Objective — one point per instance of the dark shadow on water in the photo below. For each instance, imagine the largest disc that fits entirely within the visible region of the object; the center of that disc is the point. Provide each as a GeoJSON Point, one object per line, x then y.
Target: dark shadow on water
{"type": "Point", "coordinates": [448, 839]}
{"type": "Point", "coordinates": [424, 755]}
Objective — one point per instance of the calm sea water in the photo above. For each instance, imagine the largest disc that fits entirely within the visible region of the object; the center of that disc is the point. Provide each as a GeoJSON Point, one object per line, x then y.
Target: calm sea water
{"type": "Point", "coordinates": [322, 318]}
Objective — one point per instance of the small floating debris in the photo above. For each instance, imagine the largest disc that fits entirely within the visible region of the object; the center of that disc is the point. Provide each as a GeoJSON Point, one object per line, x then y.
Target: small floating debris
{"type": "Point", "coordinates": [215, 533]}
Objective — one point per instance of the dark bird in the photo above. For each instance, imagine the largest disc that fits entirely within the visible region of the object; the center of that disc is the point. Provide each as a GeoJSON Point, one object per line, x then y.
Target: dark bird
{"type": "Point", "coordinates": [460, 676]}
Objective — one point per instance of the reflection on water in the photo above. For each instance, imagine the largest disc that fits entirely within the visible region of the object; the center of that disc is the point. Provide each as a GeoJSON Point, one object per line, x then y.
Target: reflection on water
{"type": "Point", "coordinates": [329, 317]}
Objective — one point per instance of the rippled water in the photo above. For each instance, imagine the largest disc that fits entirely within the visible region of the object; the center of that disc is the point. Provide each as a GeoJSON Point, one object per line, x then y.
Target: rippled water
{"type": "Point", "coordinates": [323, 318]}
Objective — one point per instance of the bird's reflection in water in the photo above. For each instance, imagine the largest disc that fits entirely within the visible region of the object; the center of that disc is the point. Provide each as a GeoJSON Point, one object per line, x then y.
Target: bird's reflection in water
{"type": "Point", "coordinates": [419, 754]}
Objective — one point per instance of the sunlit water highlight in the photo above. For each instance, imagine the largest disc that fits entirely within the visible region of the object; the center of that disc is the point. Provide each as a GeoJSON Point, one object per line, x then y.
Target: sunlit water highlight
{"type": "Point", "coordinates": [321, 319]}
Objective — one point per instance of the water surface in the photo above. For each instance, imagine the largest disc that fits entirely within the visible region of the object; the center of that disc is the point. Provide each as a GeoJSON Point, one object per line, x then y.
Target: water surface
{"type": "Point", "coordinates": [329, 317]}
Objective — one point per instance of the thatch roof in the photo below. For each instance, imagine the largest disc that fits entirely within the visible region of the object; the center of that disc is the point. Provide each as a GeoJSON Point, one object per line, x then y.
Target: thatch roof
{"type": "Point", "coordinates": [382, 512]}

WHAT IS REQUIRED » Every line above is to be transcribed exactly, with nothing dropped.

YOUR RESPONSE »
Objective — one point per instance of the dark shadow on water in the photo below. For each instance, imagine the largest disc that fits entirely within the visible region of the object; the center of that disc is the point. Provide each as a GeoJSON Point, one object per line, x then y.
Target: dark shadow on water
{"type": "Point", "coordinates": [448, 839]}
{"type": "Point", "coordinates": [424, 755]}
Objective — one point per instance of the calm sea water in the photo above. For each instance, imagine the largest disc that fits entirely within the visible region of the object; the center of that disc is the point. Provide each as a GeoJSON Point, one object per line, x then y.
Target: calm sea water
{"type": "Point", "coordinates": [322, 318]}
Objective — one point per instance of the small floating debris in the photo above. For each instance, imagine the largest disc that fits entirely within the visible region of the object; the center of that disc is the point. Provide each as a GeoJSON Point, one object per line, x then y.
Target: small floating debris
{"type": "Point", "coordinates": [215, 533]}
Objective — one point per instance of the dark bird in the photo above. For each instance, imagine the largest disc that fits entirely within the visible region of the object; the center of that disc is the point. Provide each as a GeoJSON Point, one object per line, x then y.
Target: dark bird
{"type": "Point", "coordinates": [460, 676]}
Objective — one point per instance of the reflection on water in the photo above. For each instance, imagine the largest disc that fits entirely within the visible region of the object; the center of that disc is the point. Provide each as a GeoJSON Point, one object per line, x then y.
Target: reflection on water
{"type": "Point", "coordinates": [329, 317]}
Objective — one point per instance of the rippled water in the photo above. For each instance, imagine the largest disc that fits entirely within the visible region of the object; the center of that disc is the point. Provide each as a GeoJSON Point, one object per line, x then y.
Target: rippled water
{"type": "Point", "coordinates": [323, 318]}
Objective — one point per instance of the bird's reflection in water in the photo above. For each instance, imagine the largest disc that fits entirely within the visible region of the object; the center of that disc is the point. Provide each as a GeoJSON Point, one object per line, x then y.
Target: bird's reflection in water
{"type": "Point", "coordinates": [419, 754]}
Objective — one point per instance of the sunlit water highlight in the photo above. For each instance, imagine the largest disc that fits entirely within the visible region of the object; the center of that disc is the point. Provide each as a GeoJSON Point, one object per line, x then y.
Target: sunlit water highlight
{"type": "Point", "coordinates": [321, 319]}
Objective — one point per instance of the water surface in the photo above. For each instance, imagine the largest disc that fits entirely within the visible region of the object; the center of that disc is the point. Provide each as a GeoJSON Point, one object per line, x then y.
Target: water surface
{"type": "Point", "coordinates": [329, 317]}
Objective — one point per instance of the thatch roof in the photo below. For each instance, imagine the largest disc that fits entirely within the visible region of the object; the center of that disc is the point. Provide each as a GeoJSON Point, one object per line, x then y.
Target: thatch roof
{"type": "Point", "coordinates": [382, 512]}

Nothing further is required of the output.